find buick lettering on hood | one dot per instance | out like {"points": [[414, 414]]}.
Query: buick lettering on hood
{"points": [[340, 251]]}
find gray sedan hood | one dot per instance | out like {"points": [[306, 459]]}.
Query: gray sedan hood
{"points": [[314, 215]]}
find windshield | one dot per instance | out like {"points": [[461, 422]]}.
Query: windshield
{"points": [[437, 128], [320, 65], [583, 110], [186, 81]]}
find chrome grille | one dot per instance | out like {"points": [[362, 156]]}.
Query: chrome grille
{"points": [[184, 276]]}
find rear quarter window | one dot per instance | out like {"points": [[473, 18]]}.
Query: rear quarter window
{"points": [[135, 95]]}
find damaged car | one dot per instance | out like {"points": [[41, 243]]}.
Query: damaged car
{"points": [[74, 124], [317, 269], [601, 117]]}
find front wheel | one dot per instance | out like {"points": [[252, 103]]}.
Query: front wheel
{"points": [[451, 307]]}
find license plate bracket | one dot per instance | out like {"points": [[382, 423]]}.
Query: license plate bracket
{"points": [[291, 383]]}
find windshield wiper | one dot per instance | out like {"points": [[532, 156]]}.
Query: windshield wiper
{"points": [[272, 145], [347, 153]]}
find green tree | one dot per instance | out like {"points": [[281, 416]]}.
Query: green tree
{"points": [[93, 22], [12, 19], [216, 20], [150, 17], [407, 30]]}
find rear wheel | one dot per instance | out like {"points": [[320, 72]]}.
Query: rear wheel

* **What the exercise asks**: Rewrite all of the lines above, changing every "damaged car" to "wrecked car" and leaving the rest as it is.

* **Solution below**:
find buick lettering on hood | one dot per instance | out like {"points": [[414, 414]]}.
Query: buick lettering on hood
{"points": [[340, 251]]}
find gray sedan hood | one dot per instance | out like {"points": [[306, 459]]}.
Query: gray sedan hood
{"points": [[314, 215]]}
find windshield | one dot per instance | out like {"points": [[461, 422]]}.
Query: windshield
{"points": [[437, 128], [320, 65], [583, 110], [186, 81]]}
find chrome grille | one dot per instance | out like {"points": [[362, 156]]}.
Query: chrome grille
{"points": [[184, 276]]}
find rear quarter window | one dot per instance | out like {"points": [[473, 18]]}.
Query: rear quarter window
{"points": [[135, 95]]}
find wrecked car | one dot per instance | out like {"points": [[41, 243]]}.
Query: wrecked car
{"points": [[74, 124], [317, 269], [601, 117]]}
find front wheel | one dot per instance | out like {"points": [[252, 103]]}.
Query: front wheel
{"points": [[451, 307]]}
find license plate bracket | one dot per instance | out like {"points": [[382, 423]]}.
Query: license plate bracket
{"points": [[291, 383]]}
find windshield wiper | one dot per instance | out like {"points": [[532, 156]]}.
Query: windshield wiper
{"points": [[272, 145], [347, 153]]}
find green tree | one dot per instance | out like {"points": [[281, 416]]}.
Query: green tree
{"points": [[93, 22], [12, 19], [216, 20], [150, 17], [407, 30]]}
find rear wheel | one dot per instance | out like {"points": [[320, 72]]}.
Query: rear wheel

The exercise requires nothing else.